Referring expression data:
- - - - - - -

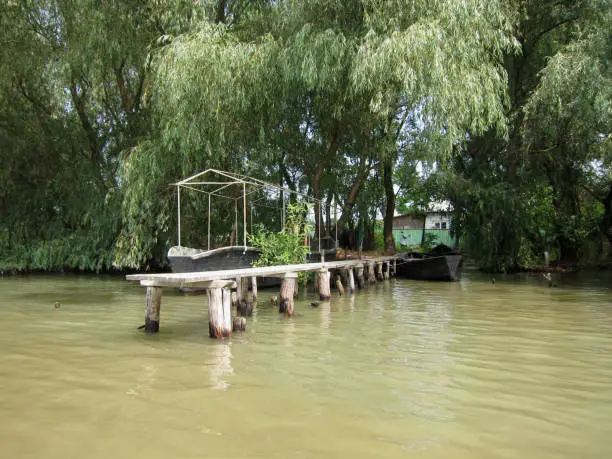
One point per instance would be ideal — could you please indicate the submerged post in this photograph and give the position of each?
(379, 273)
(243, 307)
(219, 313)
(324, 287)
(153, 301)
(351, 281)
(339, 284)
(360, 278)
(254, 288)
(286, 303)
(370, 275)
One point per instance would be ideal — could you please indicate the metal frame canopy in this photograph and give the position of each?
(223, 184)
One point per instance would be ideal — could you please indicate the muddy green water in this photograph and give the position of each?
(401, 370)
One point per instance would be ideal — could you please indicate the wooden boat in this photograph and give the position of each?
(430, 266)
(187, 260)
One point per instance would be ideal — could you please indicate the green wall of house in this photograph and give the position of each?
(415, 236)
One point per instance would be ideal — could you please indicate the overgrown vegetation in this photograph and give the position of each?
(287, 246)
(501, 107)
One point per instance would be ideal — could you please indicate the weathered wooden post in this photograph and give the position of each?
(324, 287)
(351, 280)
(379, 274)
(370, 275)
(219, 312)
(344, 276)
(153, 301)
(339, 284)
(254, 288)
(360, 278)
(286, 295)
(243, 307)
(238, 324)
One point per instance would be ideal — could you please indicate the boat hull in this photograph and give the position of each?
(213, 260)
(440, 268)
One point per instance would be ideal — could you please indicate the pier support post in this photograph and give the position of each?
(360, 278)
(153, 300)
(351, 280)
(339, 284)
(379, 273)
(219, 313)
(238, 324)
(370, 275)
(243, 307)
(286, 303)
(254, 288)
(324, 288)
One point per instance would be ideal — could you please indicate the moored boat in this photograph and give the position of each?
(430, 266)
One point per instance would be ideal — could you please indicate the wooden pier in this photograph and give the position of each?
(220, 283)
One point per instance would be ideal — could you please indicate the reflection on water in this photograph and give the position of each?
(403, 369)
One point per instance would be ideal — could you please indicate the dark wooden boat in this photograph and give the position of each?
(187, 260)
(436, 265)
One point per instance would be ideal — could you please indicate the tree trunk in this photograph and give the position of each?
(389, 207)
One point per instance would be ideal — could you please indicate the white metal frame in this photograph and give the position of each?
(197, 181)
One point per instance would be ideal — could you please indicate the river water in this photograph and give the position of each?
(401, 370)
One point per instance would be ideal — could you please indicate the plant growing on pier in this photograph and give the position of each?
(287, 246)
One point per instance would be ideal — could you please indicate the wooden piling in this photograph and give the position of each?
(351, 281)
(286, 304)
(324, 287)
(242, 290)
(360, 277)
(243, 306)
(238, 324)
(254, 288)
(219, 313)
(339, 284)
(379, 274)
(153, 301)
(370, 274)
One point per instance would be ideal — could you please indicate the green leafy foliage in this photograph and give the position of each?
(287, 246)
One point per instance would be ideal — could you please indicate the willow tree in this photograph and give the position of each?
(568, 128)
(326, 84)
(515, 199)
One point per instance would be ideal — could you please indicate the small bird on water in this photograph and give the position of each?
(548, 278)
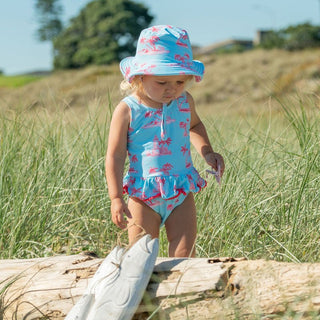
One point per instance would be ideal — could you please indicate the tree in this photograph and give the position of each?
(48, 12)
(105, 31)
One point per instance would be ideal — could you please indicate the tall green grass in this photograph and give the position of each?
(17, 81)
(53, 195)
(269, 203)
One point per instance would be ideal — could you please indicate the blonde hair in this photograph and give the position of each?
(135, 85)
(127, 87)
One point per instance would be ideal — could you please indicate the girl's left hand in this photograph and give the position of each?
(215, 161)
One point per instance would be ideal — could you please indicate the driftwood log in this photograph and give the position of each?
(47, 288)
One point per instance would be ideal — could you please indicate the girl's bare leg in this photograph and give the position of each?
(181, 227)
(144, 219)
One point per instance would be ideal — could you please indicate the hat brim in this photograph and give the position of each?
(130, 68)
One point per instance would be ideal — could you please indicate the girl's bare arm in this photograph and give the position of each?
(200, 140)
(115, 161)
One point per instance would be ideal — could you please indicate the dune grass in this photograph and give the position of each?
(17, 81)
(53, 195)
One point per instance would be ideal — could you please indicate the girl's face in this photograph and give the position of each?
(163, 89)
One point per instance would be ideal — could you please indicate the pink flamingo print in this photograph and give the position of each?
(135, 190)
(184, 149)
(183, 125)
(185, 59)
(181, 101)
(159, 148)
(182, 38)
(134, 158)
(166, 168)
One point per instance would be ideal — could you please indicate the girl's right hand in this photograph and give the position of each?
(118, 209)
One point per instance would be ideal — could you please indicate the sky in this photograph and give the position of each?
(207, 22)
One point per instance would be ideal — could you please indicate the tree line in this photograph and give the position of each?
(105, 31)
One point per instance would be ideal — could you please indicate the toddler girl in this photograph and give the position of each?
(154, 126)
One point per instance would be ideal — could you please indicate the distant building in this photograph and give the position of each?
(233, 44)
(227, 45)
(261, 35)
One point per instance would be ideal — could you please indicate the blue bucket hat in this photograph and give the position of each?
(162, 51)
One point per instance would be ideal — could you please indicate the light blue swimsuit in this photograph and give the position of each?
(161, 172)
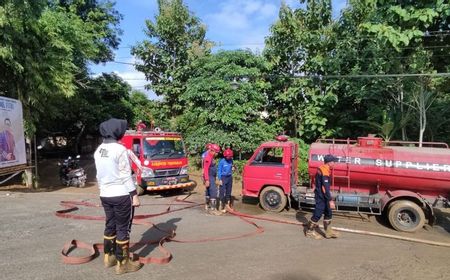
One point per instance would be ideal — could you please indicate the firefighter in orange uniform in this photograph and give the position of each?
(322, 196)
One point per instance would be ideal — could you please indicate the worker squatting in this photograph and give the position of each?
(389, 163)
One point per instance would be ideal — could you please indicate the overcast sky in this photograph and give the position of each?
(233, 24)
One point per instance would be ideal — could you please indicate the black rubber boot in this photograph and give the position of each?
(124, 263)
(329, 232)
(311, 232)
(213, 207)
(109, 248)
(207, 202)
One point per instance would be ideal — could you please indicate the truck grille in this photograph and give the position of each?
(167, 172)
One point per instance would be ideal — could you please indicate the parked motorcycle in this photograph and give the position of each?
(70, 172)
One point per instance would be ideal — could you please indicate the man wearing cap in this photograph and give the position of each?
(209, 176)
(117, 194)
(322, 196)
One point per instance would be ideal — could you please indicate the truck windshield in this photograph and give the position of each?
(159, 148)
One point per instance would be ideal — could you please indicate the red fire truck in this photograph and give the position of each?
(397, 179)
(159, 160)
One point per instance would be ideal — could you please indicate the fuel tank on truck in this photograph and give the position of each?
(372, 165)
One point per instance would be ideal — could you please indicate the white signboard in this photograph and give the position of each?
(12, 138)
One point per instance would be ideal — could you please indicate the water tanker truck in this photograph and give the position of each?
(398, 179)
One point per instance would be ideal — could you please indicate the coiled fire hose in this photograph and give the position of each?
(71, 206)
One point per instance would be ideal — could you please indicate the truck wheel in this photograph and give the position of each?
(272, 199)
(405, 215)
(140, 190)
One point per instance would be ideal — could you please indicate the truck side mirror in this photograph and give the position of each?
(259, 156)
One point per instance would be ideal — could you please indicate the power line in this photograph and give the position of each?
(338, 76)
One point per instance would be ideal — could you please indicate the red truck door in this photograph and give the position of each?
(269, 166)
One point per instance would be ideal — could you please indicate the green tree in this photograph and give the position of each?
(385, 37)
(176, 39)
(226, 99)
(45, 48)
(72, 116)
(299, 45)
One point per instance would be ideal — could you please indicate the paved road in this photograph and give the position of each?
(31, 238)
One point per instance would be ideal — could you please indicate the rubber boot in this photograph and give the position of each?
(228, 204)
(311, 232)
(329, 232)
(109, 248)
(124, 263)
(207, 202)
(213, 207)
(222, 206)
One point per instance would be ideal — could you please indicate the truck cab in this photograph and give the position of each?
(401, 180)
(271, 173)
(159, 160)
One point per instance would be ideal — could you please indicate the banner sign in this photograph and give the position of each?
(12, 138)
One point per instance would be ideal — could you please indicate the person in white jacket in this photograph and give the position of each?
(117, 194)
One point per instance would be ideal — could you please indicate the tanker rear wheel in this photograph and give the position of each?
(405, 215)
(139, 189)
(272, 199)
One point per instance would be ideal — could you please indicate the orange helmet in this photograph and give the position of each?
(228, 153)
(214, 147)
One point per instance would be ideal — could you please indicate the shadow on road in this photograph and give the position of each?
(154, 234)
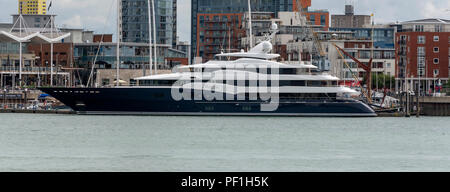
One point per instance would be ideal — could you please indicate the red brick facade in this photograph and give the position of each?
(407, 56)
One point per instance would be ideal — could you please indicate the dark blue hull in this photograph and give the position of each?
(158, 101)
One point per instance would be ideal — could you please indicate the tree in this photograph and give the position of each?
(384, 81)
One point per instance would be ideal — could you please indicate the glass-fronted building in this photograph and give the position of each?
(220, 12)
(135, 21)
(132, 55)
(383, 37)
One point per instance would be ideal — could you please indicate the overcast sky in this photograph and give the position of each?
(99, 15)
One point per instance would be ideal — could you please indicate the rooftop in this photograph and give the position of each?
(430, 20)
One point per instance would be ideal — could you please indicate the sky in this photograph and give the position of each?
(99, 15)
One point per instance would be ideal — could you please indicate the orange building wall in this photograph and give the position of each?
(317, 20)
(305, 4)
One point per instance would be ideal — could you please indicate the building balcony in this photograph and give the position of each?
(401, 41)
(401, 52)
(222, 28)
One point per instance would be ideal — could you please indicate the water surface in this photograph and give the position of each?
(35, 142)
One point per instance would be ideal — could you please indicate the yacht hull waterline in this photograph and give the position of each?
(158, 101)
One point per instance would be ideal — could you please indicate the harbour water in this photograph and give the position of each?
(50, 142)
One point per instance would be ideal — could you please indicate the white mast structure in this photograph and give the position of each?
(118, 44)
(154, 37)
(250, 24)
(150, 39)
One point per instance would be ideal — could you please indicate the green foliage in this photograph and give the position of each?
(382, 79)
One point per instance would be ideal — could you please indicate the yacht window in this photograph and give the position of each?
(288, 71)
(314, 83)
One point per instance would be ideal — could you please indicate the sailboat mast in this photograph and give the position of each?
(118, 44)
(250, 24)
(154, 37)
(150, 54)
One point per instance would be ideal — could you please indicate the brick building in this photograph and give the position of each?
(422, 52)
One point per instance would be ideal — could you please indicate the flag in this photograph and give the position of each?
(50, 5)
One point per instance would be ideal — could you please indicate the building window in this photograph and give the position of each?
(421, 39)
(436, 72)
(420, 51)
(436, 49)
(436, 38)
(418, 28)
(436, 60)
(421, 62)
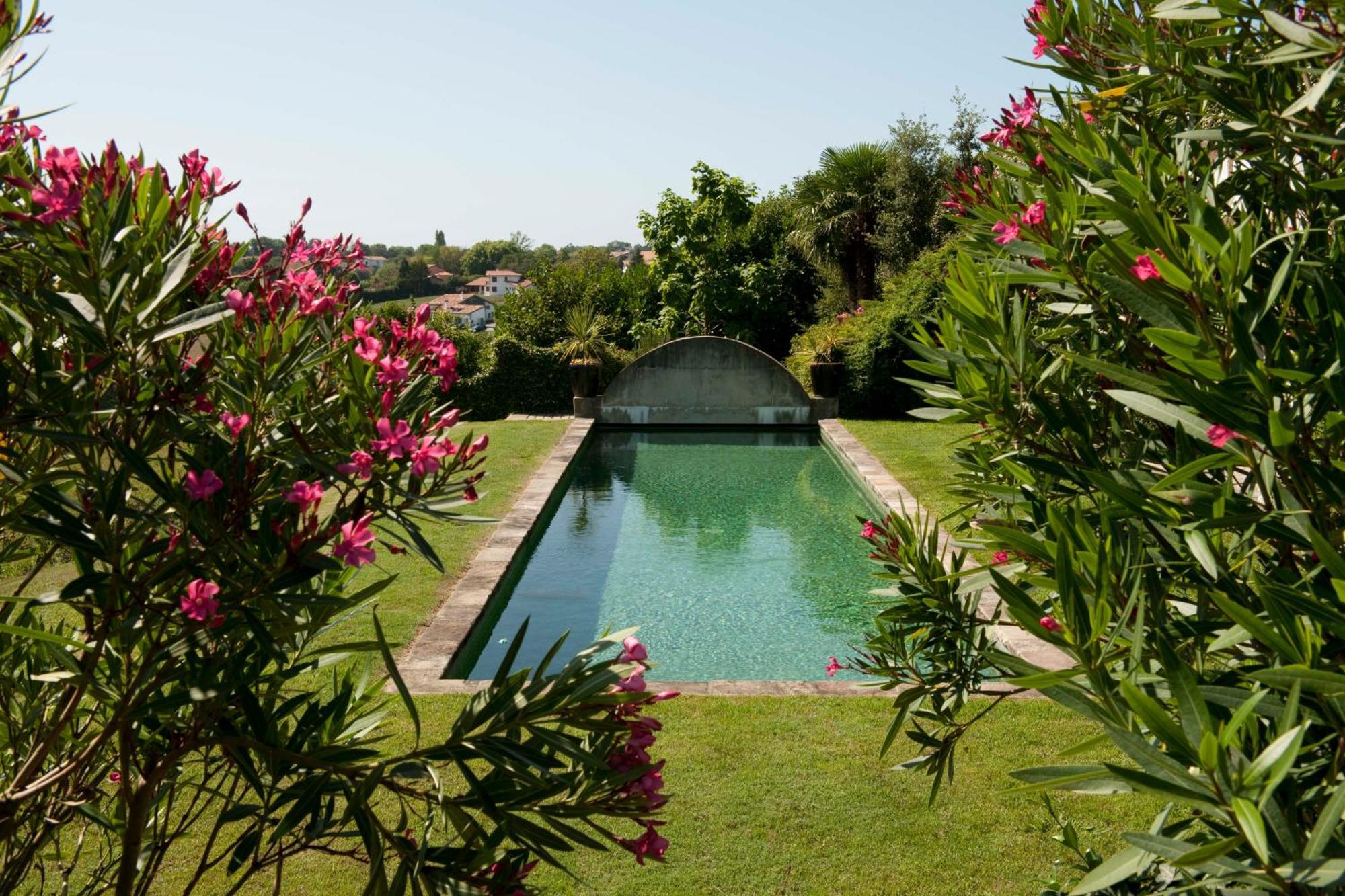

- - - - - - -

• EXERCISE:
Starting at the line that contains "the yacht window", reproduce every line through the last one in the records exactly, and omit all pictures.

• EXPECTED ANSWER:
One point per instance would be ideal — could you please indicate the yacht window in this photograph and give the position of each?
(288, 71)
(314, 83)
One point per instance would be ideal — could you please indicate the sailboat mast in this photograph and give the position of each?
(118, 44)
(250, 24)
(154, 37)
(150, 54)
One point per instance would be ideal — could you please indicate the brick building in this photograph and give the position of each?
(422, 52)
One point per instance would be ideal — could you please indicate the flag in this photograph and give the position of each?
(50, 5)
One point per instance would be ideal — could you please indicate the building window in this photograph and give the position of each?
(421, 39)
(436, 72)
(420, 51)
(436, 49)
(436, 38)
(418, 28)
(436, 60)
(421, 62)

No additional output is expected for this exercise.